## 練習問題:
a) ウイスキーの思い出を語る文章のうち、「ウイスキーに親しみを感じるようになったのは、いつごろからだろう。」から「とさえ許されなかったのだが。」までのすべてを一字も変えずに打ち直してください。
b) ウイスキーの思い出を語る文章を、最後の文の次から書き継いでください。

ウイスキーに親しみを感じるようになったのは、いつごろからだろう。
最初の記憶は、おじいちゃんの家の応接間である。
昭和生まれの子どもにとってウィスキーは「ハイカラな舶来もの」の象徴であった。小さな医院を開業していたおじいちゃんの家に行くと、応接間のキャビネットにうやうやしく飾られていた。丸っこいのや、しゅっとしたのや、しゃれた陶器の壺なんかもあって、まるで美術品のようだった。もっとも、興味を抱く以前に、子どもは触ることさえ許されなかったのだが。
「サザエさん」でも、洋行帰りのお土産はきまって「ジョニ黒」だった。無断で飲むとばれるように、飲んだところにマジックで印をつけておく人もいたのだ。
「ウィスキーの語源はウシュクベーハ、生命の水という意味なんだぞ」
そう教えてくれたのは父だった。推理小説が好きで、コナン・ドイルの故郷であるスコットランドにあこがれ、その延長でウィスキーについても詳しかった。

## 提供データ:

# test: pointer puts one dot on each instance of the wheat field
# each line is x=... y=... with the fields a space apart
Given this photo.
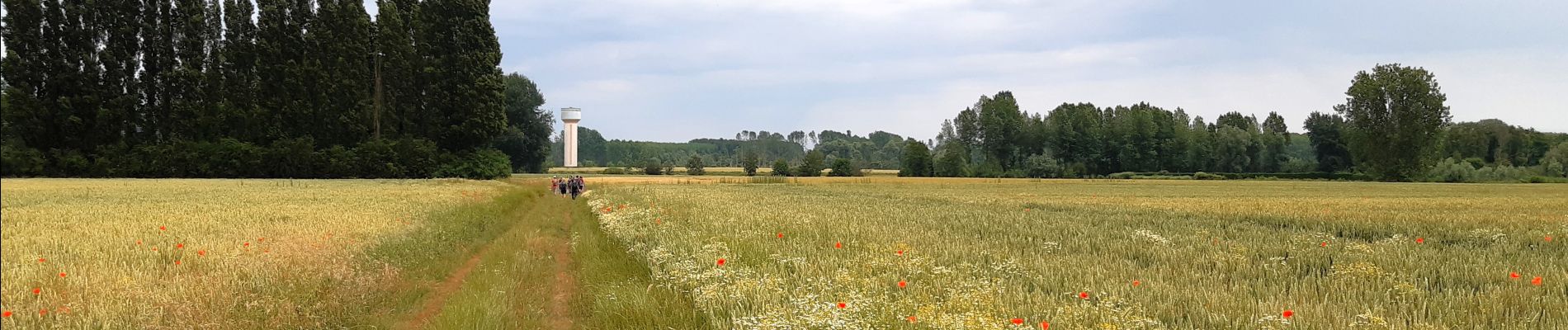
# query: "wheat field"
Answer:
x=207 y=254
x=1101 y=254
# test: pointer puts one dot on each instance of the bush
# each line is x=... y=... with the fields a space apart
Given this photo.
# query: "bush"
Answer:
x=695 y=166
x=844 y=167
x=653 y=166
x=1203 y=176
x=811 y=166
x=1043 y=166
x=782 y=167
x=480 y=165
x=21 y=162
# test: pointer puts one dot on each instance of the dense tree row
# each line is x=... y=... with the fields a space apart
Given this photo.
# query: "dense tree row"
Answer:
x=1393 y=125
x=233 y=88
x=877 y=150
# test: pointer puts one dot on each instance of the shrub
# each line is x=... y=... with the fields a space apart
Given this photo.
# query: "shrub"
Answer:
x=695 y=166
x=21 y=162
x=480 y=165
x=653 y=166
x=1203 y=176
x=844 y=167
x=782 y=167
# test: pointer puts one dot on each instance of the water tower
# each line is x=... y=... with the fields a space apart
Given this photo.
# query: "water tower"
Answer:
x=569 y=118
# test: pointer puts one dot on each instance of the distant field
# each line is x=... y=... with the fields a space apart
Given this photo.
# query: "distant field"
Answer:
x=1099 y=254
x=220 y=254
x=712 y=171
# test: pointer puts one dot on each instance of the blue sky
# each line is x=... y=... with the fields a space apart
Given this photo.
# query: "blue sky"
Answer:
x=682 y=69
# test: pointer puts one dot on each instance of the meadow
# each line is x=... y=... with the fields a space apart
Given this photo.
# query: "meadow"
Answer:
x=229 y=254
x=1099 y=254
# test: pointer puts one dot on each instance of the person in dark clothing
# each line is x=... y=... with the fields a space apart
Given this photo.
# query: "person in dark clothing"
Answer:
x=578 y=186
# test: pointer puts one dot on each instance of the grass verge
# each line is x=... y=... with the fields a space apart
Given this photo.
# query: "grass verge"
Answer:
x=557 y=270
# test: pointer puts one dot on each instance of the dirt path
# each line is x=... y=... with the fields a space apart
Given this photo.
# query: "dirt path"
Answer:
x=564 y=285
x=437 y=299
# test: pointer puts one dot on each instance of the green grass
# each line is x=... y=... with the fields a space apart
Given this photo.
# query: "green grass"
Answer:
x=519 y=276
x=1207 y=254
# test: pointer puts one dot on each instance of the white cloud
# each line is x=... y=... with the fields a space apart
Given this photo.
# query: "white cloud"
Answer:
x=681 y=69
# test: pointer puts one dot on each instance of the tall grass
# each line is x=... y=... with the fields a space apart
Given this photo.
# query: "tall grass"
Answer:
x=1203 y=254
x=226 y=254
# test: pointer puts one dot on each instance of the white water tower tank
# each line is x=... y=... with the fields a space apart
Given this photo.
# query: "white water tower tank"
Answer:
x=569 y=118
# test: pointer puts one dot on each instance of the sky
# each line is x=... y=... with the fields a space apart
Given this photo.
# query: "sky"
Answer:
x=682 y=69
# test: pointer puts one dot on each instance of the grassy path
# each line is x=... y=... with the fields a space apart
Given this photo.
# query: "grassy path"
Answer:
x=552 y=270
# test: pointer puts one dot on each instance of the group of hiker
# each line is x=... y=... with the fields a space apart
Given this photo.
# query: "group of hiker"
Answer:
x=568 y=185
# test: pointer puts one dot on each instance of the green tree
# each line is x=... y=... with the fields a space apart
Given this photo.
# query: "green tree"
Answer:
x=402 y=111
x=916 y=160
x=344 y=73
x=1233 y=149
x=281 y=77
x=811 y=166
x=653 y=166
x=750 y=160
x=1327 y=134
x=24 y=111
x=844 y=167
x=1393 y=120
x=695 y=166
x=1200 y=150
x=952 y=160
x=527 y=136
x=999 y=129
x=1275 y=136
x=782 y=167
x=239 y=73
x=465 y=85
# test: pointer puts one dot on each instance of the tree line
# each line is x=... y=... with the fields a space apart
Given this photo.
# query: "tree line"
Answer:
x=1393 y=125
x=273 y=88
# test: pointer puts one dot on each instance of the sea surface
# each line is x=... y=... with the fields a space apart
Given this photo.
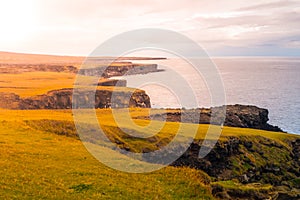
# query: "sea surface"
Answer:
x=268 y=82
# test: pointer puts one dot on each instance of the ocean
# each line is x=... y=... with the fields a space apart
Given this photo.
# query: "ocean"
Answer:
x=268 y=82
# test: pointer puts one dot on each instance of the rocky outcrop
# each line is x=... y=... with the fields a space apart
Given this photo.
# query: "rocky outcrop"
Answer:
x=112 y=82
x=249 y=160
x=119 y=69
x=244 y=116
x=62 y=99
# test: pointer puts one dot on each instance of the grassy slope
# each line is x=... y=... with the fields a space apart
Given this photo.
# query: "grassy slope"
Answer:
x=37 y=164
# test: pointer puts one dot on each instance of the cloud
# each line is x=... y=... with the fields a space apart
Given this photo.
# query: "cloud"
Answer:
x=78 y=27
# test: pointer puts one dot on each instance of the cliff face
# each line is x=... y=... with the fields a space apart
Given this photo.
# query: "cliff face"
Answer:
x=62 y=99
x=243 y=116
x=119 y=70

## 解答例:
a)
ウイスキーに親しみを感じるようになったのは、いつごろからだろう。
最初の記憶は、おじいちゃんの家の応接間である。
昭和生まれの子どもにとってウィスキーは「ハイカラな舶来もの」の象徴であった。小さな医院を開業していたおじいちゃんの家に行くと、応接間のキャビネットにうやうやしく飾られていた。丸っこいのや、しゅっとしたのや、しゃれた陶器の壺なんかもあって、まるで美術品のようだった。もっとも、興味を抱く以前に、子どもは触ることさえ許されなかったのだが。

b)
生命の水ねえ。飲めば寿命が延びるってことかしら。酔っ払いの方便でしょう。そんなふうに思っていた私も大人になり、ウィスキーに親しむようになった。
この春、父が旅立った。納棺のとき「お父様が好きだったお酒はありますか」と尋ねられた。父の部屋に、3分の1ほど飲んだアイラモルトがあった。
「これでお口をぬらしてあげてはいかがですか」
もう二度と動くことはない父の唇に、家族が一人ずつ、花びらに乗せたモルトを泣きながら垂らした。
火葬前にもう一度、顔に触れる機会があった。棺のふたを開けた途端、スコッチの香気が立ち上り、控え室を満たした。
生命の水。長い旅に出る父が私たちに遺した、最後のメッセージだった。